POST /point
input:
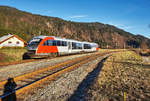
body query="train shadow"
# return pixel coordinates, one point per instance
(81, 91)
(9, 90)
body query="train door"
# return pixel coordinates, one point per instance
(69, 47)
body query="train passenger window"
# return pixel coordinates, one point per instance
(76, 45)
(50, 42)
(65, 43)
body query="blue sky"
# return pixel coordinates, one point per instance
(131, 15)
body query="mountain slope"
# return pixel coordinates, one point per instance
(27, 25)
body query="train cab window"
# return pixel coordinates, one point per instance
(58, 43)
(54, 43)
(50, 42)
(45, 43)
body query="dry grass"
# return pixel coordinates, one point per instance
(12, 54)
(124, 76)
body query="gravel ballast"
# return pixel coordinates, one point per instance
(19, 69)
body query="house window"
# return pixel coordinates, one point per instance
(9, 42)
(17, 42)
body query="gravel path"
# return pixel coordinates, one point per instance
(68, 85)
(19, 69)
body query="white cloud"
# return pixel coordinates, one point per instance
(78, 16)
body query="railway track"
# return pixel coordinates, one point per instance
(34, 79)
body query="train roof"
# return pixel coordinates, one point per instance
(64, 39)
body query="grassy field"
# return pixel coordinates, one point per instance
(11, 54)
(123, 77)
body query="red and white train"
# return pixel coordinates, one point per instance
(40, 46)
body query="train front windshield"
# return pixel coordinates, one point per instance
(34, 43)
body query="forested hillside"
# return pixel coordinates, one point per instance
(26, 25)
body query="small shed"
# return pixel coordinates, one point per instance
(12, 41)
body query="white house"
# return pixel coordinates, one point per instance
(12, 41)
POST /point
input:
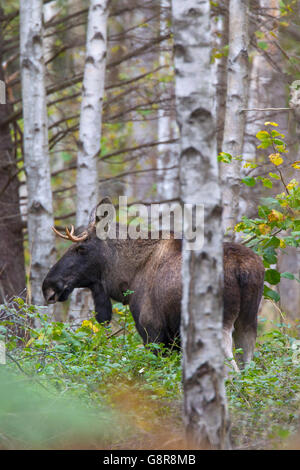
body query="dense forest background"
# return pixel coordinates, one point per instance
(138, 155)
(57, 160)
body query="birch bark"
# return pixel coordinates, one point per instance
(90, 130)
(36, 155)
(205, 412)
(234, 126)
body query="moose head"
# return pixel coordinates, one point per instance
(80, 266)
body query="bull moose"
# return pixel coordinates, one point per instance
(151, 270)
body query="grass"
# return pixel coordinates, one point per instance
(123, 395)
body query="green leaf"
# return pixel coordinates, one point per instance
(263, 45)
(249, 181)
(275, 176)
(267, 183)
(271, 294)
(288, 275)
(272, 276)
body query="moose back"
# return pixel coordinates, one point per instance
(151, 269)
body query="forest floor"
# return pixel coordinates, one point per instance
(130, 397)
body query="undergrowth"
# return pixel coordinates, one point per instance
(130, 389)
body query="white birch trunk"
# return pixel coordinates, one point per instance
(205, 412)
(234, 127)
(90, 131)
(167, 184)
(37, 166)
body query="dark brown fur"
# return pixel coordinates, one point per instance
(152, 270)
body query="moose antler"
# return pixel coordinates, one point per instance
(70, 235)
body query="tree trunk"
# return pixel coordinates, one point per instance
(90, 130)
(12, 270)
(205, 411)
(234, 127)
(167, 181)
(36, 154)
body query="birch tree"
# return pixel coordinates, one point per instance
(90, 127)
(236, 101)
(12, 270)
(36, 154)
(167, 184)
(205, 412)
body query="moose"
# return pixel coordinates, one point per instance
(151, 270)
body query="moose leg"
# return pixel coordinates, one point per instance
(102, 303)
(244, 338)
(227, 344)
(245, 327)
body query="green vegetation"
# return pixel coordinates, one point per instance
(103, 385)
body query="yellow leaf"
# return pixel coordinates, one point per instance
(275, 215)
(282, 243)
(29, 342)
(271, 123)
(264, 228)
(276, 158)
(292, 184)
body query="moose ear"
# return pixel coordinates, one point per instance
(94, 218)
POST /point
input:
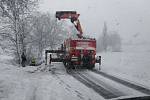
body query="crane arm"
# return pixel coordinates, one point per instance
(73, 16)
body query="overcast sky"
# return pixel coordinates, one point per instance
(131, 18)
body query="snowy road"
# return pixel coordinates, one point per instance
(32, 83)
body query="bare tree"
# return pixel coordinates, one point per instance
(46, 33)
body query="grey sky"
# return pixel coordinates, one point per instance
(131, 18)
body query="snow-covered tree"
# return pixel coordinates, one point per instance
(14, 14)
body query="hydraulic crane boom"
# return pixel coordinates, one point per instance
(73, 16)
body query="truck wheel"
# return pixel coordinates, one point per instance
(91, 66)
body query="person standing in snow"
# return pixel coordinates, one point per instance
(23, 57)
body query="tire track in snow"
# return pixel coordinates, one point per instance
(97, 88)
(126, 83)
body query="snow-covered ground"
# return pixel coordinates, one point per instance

-*-

Exercise: In the records, locate each line holding the string "crane" and copy it.

Answer to the problem:
body query="crane arm"
body query="hydraulic crane boom"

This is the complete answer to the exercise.